● **Task objective**
Will you copy out every one of the items below, line for line and unchanged?

● **Items drawn from a data source**

** START **

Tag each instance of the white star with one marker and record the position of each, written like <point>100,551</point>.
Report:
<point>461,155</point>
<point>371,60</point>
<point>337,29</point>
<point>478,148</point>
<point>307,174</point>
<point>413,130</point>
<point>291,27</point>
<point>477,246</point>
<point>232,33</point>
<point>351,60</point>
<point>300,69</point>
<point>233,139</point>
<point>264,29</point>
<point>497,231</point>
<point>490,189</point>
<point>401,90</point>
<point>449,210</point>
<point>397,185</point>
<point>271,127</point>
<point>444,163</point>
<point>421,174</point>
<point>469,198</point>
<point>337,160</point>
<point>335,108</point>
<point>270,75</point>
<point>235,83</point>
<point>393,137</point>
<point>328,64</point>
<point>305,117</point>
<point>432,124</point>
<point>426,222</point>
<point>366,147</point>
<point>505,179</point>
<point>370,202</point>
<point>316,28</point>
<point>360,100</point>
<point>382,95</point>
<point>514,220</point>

** END **

● **Response**
Tag each instance of the white star with one marker and record the position of each, written like <point>100,551</point>.
Report:
<point>461,155</point>
<point>371,60</point>
<point>337,29</point>
<point>478,148</point>
<point>307,174</point>
<point>413,130</point>
<point>291,27</point>
<point>477,246</point>
<point>232,33</point>
<point>351,60</point>
<point>300,69</point>
<point>233,139</point>
<point>264,29</point>
<point>497,231</point>
<point>490,189</point>
<point>401,90</point>
<point>449,210</point>
<point>397,185</point>
<point>271,127</point>
<point>444,163</point>
<point>421,174</point>
<point>469,198</point>
<point>337,160</point>
<point>335,108</point>
<point>270,75</point>
<point>235,83</point>
<point>393,137</point>
<point>328,64</point>
<point>305,117</point>
<point>432,124</point>
<point>426,222</point>
<point>366,147</point>
<point>505,179</point>
<point>370,202</point>
<point>316,28</point>
<point>360,100</point>
<point>382,95</point>
<point>514,220</point>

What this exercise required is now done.